(Saved entries)
= = = =
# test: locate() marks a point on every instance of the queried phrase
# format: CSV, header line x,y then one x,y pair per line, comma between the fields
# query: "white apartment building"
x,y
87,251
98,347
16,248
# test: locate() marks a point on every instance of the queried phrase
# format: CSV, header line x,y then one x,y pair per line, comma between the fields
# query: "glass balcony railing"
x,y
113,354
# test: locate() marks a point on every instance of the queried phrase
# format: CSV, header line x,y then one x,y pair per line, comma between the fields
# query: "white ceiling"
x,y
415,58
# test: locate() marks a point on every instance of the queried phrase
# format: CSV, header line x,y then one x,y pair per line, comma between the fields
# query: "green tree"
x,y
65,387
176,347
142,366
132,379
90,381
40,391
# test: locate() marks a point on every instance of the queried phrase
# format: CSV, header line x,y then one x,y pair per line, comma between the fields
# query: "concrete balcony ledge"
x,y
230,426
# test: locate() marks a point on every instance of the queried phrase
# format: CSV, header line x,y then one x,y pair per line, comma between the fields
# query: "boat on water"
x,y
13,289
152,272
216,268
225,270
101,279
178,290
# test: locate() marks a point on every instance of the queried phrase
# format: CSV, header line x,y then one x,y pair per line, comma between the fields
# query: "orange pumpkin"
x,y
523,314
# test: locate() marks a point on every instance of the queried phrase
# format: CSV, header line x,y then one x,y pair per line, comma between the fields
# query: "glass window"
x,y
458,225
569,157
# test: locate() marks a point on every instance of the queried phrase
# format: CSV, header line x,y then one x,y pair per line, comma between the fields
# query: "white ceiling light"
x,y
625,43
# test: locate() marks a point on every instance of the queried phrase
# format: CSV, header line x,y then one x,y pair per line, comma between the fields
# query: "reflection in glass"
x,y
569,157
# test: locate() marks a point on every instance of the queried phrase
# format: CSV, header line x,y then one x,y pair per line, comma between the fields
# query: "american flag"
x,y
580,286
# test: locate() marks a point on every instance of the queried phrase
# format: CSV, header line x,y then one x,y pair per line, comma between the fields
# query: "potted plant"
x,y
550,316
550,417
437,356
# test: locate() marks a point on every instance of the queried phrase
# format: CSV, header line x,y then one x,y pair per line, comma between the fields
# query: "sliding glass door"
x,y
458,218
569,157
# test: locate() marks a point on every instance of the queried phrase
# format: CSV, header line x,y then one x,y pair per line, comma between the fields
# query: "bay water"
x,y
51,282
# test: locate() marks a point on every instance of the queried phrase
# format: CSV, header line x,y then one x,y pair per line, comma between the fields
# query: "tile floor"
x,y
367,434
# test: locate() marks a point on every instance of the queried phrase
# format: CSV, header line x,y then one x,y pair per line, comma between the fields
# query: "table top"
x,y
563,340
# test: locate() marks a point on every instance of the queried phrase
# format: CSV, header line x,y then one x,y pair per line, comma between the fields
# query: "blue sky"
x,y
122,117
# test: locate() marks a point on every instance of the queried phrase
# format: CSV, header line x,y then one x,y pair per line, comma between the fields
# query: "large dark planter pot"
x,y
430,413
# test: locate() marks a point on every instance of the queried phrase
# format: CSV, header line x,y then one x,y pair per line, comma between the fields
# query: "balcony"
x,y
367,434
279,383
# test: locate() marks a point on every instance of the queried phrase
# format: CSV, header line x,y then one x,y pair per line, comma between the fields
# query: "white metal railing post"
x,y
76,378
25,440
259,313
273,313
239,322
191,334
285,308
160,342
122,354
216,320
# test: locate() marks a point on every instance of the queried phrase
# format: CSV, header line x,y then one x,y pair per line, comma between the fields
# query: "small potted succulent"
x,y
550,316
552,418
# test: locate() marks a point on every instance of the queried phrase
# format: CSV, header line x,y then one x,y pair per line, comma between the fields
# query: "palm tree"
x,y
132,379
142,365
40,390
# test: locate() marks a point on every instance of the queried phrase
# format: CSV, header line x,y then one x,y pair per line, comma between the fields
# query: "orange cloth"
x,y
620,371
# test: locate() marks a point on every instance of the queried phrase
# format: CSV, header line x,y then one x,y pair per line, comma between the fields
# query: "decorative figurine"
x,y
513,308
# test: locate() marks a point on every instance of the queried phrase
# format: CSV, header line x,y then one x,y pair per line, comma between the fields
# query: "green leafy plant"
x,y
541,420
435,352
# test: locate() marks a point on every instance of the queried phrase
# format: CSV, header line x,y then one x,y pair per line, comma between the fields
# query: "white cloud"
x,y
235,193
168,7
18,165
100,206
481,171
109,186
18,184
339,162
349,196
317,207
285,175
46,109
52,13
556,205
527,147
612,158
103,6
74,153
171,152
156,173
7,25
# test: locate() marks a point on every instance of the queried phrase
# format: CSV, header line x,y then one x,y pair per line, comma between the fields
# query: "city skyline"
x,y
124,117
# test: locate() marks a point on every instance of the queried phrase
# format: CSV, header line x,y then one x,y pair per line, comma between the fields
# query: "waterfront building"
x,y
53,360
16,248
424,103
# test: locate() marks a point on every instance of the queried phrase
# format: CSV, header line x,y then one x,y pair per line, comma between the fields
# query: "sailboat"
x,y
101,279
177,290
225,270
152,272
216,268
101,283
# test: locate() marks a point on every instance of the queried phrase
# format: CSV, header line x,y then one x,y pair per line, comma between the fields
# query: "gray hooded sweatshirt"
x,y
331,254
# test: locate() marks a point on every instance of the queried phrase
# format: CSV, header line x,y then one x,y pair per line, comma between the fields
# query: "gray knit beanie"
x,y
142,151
= = = =
OBJECTIVE: Please restate the whole listing word for word.

WRITTEN SOLUTION:
# test: locate() marks a point on every instance of the queried phrase
# format: CSV, header line x,y then one x,y pair per line, comma between the fields
# query: "white apartment building"
x,y
87,251
98,347
16,248
# test: locate() marks a point on every instance of the queried phrase
# format: CSV, header line x,y then one x,y pair per line, comma between the fields
# query: "glass balcony railing"
x,y
113,354
# test: locate() marks a point on every instance of the queried phrase
# format: CSV, header line x,y then one x,y pair per line, comma between the fields
# query: "white ceiling"
x,y
415,58
# test: locate() marks a point on every instance of the queried phrase
# format: CSV, header line x,y then one x,y pair per line, comma between the fields
# query: "green tree"
x,y
65,387
176,347
142,366
132,379
90,381
40,391
# test: locate() marks a point on every instance of the queried phrase
# format: CSV, header line x,y then one x,y pair per line, comma between the fields
# query: "concrete balcony ledge"
x,y
230,426
# test: locate() marks a point on every instance of the queried phrase
# format: CSV, header line x,y then one x,y pair per line, comma between the fields
# query: "boat on water"
x,y
13,289
152,272
216,268
225,270
101,279
178,290
# test: locate() marks a point on every instance of the queried phrase
# format: CSV, header line x,y then one x,y pair per line, comma between the fields
# query: "orange pumpkin"
x,y
523,314
# test: locate() marks a point on every instance of the queried phrase
# format: CSV, header line x,y then one x,y pair per line, comma between the fields
# query: "glass window"
x,y
458,225
569,157
# test: locate() marks a point on every instance of the queried phrase
# format: CSV, header line x,y then one x,y pair per line, comma between the fields
# query: "white ceiling light"
x,y
625,43
# test: locate() marks a point on every instance of the queried phrase
# format: CSV, header line x,y then one x,y pair per line, comma between the fields
# query: "reflection in glass"
x,y
569,157
# test: locate() marks a point on every instance of the queried phrase
# format: CSV, header line x,y then one x,y pair per line, comma between the fields
# query: "american flag"
x,y
580,286
# test: locate() marks a point on every instance of the queried phrase
# format: CSV, header line x,y then one x,y pair per line, comma between the fields
# query: "potted plant"
x,y
550,316
550,417
437,356
# test: locate() marks a point on every instance of the queried phrase
# format: CSV, header line x,y then one x,y pair per line, comma between the fields
# query: "sliding glass door"
x,y
458,218
569,157
# test: locate() marks a point on every instance of the queried phrase
# format: CSV, header line x,y then one x,y pair per line, comma between the fields
# query: "bay water"
x,y
51,282
# test: locate() marks a point on every instance of the queried phrase
# format: CSV, header line x,y then one x,y pair per line, comma between the fields
# query: "tile floor"
x,y
367,434
# test: locate() marks a point on every instance of the queried phrase
# format: CSV, header line x,y then one x,y pair per line, comma between the fields
# query: "table top"
x,y
563,340
# test: locate() marks a point on every instance of the queried phrase
# format: CSV, header line x,y then one x,y pair per line, comma between the fields
# query: "blue sky"
x,y
122,117
# test: locate() marks a point on every instance of the queried phrase
# format: CSV, header line x,y then one x,y pair per line, comma between the fields
# query: "large dark planter pot"
x,y
430,413
# test: locate() marks a point on every instance of the queried phrase
# format: CSV, header line x,y then one x,y pair per line, comma between the fields
# query: "balcony"
x,y
367,434
279,383
# test: locate() marks a point on every instance of the queried phrase
# format: CSV, header line x,y then one x,y pair per line, comma between the fields
# query: "white metal railing post"
x,y
76,378
25,440
259,313
273,313
239,322
191,334
285,308
160,342
122,354
216,320
# test: locate() marks a point on every instance of the queried phrase
# format: CSV, header line x,y then one x,y pair per line, comma between the fields
# query: "small potted succulent"
x,y
550,316
552,418
# test: locate() marks a point on every instance of the queried phrase
# format: CSV, header line x,y then one x,y pair per line, comma between the fields
# query: "palm tree"
x,y
132,379
142,365
40,390
# test: locate() marks a point on every instance of the queried phrase
# format: CSV, header line x,y then one x,y pair per line, comma between the fields
# query: "orange cloth"
x,y
620,371
# test: locate() marks a point on every instance of the queried phrase
# format: CSV, header line x,y then one x,y pair per line, comma between the fields
# query: "decorative figurine"
x,y
513,308
# test: locate() marks a point on every instance of the queried phrase
# format: CSV, header line x,y then one x,y pair per line, comma between the fields
# query: "green leafy plant"
x,y
541,420
435,352
# test: locate() marks a point on every instance of the queried phrase
# format: CSV, header line x,y then one x,y pair per line, comma between the fields
# query: "white cloud"
x,y
235,193
168,7
18,165
100,206
481,171
109,186
18,184
339,162
349,196
317,207
285,175
46,109
52,13
556,205
527,147
612,158
103,6
74,153
171,152
156,173
7,25
# test: locate() marks a point on every instance of the queried phrase
# format: CSV, header line x,y then one x,y pair per line, comma between the fields
# query: "city skyline"
x,y
124,117
# test: locate() marks a point on every instance of the queried phrase
# format: CSV, header line x,y then one x,y pair per line, comma between the fields
# query: "waterfront building"
x,y
53,360
16,248
424,103
# test: locate() marks a point on every instance of the queried phrase
# format: CSV, header line x,y then one x,y pair per line, comma between the fields
# query: "sailboat"
x,y
101,279
177,290
225,270
152,272
216,268
101,283
# test: locate() marks a point on every instance of the queried phrase
# format: CSV, header line x,y then one x,y pair per line, comma between the fields
# query: "gray hooded sweatshirt"
x,y
331,254
# test: locate() marks a point on every instance of the queried phrase
# format: CSV, header line x,y then one x,y pair per line, comma between the fields
# query: "gray knit beanie"
x,y
142,151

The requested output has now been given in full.